Segment Start: Data supplied
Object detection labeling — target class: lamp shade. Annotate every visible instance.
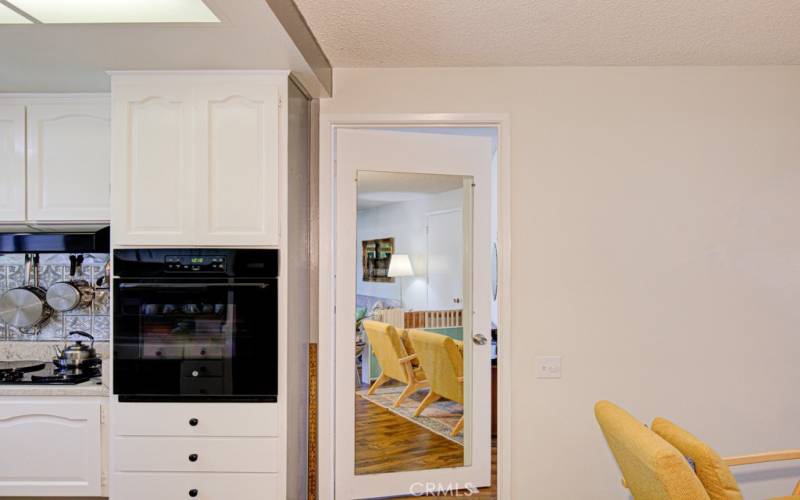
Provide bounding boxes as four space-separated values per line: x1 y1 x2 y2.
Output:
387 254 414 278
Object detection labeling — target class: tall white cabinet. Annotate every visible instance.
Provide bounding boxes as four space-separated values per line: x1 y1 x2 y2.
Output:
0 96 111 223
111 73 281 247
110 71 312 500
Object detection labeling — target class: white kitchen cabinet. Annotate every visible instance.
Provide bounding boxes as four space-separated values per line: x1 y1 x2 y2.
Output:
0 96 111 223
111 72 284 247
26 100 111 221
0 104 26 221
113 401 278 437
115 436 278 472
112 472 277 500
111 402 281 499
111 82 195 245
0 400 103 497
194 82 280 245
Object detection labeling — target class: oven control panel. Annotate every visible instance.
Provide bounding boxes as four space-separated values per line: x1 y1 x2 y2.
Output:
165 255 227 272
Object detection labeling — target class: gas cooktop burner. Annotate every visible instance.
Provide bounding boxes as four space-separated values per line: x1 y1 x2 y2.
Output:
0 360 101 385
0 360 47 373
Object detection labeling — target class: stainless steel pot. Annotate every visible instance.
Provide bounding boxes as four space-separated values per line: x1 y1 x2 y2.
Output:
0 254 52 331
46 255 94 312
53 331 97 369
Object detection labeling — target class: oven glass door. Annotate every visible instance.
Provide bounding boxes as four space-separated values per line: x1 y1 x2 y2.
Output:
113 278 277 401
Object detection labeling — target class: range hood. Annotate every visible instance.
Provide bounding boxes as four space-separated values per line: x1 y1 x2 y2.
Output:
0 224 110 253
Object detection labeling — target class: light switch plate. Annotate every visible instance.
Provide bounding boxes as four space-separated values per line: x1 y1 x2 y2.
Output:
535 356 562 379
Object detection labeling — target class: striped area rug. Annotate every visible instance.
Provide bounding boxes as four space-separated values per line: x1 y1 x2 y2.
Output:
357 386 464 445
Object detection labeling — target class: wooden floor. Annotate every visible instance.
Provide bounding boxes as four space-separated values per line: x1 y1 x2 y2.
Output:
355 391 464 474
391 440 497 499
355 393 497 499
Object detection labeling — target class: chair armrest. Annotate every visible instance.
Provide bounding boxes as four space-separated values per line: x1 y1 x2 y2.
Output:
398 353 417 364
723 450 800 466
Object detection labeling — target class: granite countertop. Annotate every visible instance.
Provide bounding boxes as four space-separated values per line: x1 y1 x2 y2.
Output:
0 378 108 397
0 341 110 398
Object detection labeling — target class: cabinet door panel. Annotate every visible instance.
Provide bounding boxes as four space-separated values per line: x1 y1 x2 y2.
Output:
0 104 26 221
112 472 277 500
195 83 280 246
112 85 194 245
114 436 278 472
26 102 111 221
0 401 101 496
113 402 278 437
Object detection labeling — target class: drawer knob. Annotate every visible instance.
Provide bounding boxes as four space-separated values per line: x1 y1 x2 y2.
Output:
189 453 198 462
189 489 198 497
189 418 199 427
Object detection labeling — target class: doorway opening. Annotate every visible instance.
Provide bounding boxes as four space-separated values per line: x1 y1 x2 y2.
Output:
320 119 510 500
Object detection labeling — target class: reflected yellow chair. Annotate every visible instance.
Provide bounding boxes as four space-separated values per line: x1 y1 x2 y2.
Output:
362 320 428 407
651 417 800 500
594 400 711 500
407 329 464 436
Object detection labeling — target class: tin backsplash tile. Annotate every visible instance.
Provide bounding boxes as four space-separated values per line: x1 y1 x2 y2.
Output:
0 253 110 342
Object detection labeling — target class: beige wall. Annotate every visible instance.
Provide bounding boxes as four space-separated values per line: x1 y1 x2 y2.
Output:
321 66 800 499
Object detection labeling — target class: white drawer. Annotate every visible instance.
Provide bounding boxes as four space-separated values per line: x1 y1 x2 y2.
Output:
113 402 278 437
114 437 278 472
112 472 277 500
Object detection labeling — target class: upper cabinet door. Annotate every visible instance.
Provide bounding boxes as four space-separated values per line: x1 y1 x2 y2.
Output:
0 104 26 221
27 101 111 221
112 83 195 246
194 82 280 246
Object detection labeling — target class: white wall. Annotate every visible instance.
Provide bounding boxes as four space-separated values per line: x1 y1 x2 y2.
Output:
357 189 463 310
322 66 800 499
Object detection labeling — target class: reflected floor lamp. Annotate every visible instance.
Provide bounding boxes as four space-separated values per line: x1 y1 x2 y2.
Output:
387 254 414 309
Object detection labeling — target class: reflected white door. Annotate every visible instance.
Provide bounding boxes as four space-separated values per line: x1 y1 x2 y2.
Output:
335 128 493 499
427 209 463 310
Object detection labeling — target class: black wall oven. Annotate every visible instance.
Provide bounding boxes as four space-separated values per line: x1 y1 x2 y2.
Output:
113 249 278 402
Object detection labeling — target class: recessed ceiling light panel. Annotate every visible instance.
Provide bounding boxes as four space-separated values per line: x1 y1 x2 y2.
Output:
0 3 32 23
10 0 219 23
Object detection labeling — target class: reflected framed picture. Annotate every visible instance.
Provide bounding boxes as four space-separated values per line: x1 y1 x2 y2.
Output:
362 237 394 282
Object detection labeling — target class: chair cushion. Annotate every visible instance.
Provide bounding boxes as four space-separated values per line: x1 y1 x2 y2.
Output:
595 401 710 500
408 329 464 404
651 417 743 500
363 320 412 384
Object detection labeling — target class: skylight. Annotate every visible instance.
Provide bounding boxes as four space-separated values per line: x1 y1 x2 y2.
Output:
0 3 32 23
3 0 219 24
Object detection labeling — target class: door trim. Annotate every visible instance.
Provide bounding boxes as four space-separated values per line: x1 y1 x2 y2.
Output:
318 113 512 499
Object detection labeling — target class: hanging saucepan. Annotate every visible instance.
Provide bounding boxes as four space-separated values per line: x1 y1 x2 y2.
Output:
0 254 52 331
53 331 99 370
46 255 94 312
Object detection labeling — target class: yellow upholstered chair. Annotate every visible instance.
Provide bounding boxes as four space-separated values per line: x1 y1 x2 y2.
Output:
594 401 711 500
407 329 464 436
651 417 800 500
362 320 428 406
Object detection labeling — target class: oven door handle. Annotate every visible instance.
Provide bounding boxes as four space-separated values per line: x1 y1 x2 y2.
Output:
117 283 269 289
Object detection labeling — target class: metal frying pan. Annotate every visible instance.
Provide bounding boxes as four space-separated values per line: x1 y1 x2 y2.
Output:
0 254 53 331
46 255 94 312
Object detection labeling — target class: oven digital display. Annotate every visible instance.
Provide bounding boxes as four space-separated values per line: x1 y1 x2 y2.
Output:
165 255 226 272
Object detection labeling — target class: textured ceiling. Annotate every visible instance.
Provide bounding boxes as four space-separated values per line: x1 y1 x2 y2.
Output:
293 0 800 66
Segment End: Data supplied
Segment Start: Data supplied
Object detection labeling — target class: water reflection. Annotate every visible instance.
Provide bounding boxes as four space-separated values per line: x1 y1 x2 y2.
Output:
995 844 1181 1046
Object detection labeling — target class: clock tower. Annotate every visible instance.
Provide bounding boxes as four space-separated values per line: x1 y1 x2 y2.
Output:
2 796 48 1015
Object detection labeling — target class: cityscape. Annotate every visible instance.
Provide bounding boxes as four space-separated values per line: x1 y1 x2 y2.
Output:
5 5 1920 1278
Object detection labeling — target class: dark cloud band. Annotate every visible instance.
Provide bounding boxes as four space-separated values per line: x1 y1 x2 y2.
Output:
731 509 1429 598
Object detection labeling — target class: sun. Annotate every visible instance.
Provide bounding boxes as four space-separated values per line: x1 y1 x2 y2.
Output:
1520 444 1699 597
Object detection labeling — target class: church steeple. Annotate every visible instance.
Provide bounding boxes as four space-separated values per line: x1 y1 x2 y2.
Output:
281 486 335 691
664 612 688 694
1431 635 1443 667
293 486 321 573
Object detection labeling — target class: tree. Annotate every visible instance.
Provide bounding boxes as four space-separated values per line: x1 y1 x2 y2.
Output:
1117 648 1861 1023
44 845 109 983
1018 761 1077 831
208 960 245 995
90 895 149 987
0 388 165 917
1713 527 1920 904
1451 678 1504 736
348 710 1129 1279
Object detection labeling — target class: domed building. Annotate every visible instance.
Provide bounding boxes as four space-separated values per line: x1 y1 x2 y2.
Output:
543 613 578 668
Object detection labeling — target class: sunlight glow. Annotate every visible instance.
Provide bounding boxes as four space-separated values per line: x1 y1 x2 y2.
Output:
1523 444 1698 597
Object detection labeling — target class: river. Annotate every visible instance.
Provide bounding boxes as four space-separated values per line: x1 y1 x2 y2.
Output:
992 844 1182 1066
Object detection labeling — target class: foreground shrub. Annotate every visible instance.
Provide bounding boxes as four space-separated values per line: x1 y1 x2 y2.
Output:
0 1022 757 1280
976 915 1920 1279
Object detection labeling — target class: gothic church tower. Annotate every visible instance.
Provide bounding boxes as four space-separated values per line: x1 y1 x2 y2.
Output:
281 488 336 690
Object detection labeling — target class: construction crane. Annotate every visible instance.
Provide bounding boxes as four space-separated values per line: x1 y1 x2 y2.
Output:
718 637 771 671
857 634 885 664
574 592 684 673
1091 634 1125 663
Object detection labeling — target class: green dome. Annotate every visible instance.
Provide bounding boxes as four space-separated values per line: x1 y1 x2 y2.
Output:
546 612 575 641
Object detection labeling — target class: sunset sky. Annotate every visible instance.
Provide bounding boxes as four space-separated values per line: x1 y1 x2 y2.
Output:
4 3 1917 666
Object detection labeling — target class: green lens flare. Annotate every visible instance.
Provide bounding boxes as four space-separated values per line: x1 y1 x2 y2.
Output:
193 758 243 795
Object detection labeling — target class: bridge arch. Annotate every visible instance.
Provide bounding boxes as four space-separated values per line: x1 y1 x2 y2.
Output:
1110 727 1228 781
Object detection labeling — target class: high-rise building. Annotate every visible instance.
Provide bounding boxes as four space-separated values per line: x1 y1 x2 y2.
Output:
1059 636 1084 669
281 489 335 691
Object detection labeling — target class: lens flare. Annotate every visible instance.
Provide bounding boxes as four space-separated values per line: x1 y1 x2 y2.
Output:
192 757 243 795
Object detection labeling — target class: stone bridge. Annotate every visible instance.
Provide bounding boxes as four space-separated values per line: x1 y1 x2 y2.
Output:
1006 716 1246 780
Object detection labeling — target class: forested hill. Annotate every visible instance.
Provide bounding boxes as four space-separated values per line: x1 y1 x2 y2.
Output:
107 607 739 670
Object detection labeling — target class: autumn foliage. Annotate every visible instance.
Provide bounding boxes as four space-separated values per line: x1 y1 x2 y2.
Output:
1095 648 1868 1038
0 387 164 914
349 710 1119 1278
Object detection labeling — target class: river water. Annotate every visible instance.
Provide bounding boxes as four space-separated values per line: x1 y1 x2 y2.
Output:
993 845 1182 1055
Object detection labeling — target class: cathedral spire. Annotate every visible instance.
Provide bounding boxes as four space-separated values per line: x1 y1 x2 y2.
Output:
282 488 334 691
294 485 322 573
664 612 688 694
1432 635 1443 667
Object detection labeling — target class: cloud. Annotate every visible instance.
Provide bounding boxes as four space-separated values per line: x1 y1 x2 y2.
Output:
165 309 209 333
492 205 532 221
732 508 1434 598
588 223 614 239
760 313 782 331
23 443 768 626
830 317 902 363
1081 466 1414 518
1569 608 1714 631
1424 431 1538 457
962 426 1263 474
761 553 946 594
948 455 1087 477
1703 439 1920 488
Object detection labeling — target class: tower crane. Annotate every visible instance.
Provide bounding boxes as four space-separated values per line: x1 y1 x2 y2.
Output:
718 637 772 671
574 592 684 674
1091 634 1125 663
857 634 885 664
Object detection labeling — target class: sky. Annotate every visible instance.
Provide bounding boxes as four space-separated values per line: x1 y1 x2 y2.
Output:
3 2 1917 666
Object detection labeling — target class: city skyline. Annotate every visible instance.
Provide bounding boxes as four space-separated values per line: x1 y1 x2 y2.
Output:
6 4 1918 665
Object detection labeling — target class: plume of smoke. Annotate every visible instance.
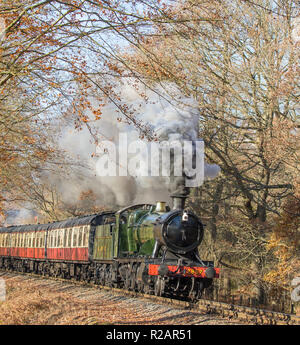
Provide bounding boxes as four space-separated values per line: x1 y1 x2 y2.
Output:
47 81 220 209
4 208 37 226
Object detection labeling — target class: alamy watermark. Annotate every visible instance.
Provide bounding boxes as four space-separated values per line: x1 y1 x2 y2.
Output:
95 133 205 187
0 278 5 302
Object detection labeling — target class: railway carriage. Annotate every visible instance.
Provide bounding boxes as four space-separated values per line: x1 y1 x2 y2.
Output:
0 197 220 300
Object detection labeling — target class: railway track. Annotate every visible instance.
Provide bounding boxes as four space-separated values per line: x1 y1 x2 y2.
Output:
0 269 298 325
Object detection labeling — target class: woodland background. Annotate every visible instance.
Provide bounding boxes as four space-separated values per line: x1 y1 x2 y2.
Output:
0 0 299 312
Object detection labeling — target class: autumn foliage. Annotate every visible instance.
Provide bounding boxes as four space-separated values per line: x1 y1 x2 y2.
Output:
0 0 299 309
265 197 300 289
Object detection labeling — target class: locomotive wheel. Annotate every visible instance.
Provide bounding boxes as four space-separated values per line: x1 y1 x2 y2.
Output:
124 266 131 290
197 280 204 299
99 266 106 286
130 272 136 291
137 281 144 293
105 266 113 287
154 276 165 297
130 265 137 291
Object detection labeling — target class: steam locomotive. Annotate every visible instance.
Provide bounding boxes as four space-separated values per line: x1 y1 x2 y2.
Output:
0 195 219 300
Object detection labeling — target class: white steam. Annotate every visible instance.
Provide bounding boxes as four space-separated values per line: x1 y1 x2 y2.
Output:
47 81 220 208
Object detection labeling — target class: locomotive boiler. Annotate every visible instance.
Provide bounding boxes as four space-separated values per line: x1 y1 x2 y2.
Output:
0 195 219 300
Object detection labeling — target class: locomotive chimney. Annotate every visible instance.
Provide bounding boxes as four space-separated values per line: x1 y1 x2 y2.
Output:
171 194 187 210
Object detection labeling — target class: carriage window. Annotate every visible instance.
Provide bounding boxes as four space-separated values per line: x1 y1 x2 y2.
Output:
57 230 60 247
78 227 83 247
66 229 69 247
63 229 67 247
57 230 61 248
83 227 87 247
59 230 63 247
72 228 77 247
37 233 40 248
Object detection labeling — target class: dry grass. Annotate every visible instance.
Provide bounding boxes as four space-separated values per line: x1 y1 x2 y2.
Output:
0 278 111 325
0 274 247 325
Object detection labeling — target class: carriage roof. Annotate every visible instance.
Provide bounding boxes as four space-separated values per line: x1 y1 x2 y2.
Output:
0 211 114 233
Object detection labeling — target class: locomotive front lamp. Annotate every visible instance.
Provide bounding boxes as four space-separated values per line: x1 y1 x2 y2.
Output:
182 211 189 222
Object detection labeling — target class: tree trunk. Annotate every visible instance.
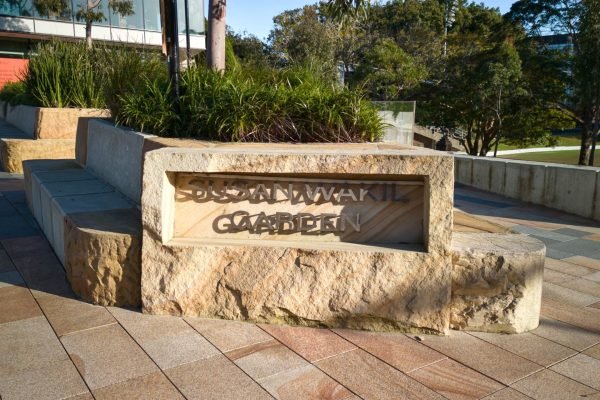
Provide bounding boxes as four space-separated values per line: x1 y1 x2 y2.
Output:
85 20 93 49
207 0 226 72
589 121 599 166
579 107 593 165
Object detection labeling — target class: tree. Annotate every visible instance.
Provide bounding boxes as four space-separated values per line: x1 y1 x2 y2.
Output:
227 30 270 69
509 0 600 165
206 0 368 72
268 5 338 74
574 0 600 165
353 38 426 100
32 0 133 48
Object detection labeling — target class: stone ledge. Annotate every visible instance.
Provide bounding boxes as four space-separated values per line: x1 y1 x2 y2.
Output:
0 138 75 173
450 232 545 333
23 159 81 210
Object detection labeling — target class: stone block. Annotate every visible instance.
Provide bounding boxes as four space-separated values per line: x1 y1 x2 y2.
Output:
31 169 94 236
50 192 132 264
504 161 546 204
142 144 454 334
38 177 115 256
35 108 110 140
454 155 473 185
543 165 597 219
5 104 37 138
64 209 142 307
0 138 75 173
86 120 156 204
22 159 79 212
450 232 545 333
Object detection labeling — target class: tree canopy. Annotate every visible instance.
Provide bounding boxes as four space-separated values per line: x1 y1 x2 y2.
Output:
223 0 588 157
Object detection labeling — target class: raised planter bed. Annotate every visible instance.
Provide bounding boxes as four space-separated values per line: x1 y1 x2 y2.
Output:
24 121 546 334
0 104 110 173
Segment End: Data supplied
Segment Start: Data supplied
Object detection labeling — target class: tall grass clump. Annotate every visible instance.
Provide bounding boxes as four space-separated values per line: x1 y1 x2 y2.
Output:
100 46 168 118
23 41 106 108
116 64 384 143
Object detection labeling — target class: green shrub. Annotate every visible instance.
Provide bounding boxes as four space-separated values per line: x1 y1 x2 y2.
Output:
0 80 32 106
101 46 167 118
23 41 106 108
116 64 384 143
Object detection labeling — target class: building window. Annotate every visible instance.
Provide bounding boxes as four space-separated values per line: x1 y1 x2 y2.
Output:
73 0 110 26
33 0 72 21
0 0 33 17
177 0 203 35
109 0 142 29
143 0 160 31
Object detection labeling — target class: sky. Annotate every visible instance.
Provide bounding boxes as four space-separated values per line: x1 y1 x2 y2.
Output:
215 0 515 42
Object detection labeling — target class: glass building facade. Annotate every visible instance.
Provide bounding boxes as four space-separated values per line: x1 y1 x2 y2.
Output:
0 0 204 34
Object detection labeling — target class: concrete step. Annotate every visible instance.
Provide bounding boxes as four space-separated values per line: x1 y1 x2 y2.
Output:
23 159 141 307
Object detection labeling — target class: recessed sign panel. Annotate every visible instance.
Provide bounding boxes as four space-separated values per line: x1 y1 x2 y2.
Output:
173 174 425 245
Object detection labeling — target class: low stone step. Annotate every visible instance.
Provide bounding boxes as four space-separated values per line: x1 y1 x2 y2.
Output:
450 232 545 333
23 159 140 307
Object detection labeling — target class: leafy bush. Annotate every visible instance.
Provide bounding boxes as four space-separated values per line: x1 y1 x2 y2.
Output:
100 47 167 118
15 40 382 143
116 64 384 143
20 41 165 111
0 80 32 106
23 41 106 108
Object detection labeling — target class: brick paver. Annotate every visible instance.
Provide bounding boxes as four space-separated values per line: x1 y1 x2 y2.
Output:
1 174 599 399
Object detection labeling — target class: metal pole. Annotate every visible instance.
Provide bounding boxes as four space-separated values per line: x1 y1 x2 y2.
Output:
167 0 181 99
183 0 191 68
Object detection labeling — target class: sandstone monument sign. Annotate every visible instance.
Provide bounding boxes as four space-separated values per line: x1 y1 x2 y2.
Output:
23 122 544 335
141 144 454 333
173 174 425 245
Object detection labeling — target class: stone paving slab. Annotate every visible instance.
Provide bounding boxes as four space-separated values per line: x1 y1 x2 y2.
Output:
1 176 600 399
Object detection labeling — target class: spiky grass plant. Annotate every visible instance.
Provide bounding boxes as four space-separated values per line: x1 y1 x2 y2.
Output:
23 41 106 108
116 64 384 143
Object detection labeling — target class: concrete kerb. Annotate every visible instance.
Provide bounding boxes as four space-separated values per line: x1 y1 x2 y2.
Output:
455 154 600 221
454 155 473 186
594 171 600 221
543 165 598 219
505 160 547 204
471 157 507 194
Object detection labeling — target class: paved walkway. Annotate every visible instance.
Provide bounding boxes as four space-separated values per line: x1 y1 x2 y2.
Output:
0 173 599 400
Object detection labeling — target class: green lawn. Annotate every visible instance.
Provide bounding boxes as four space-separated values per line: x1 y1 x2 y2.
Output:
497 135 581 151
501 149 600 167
Segment End: Data supplied
__Your assignment__.
Pick out every line above that contains the word "green" and copy it.

__Response to this exercise__.
Object detection labeling — target class: green dome. Annotate every visible instance.
Object detection labeling — target class: green lens flare. Annotate every visible instance.
Object detection labeling — target class: green shrub. Annotate every visible instance.
Object detection labeling — target class: green lawn. Annotate every visible instance.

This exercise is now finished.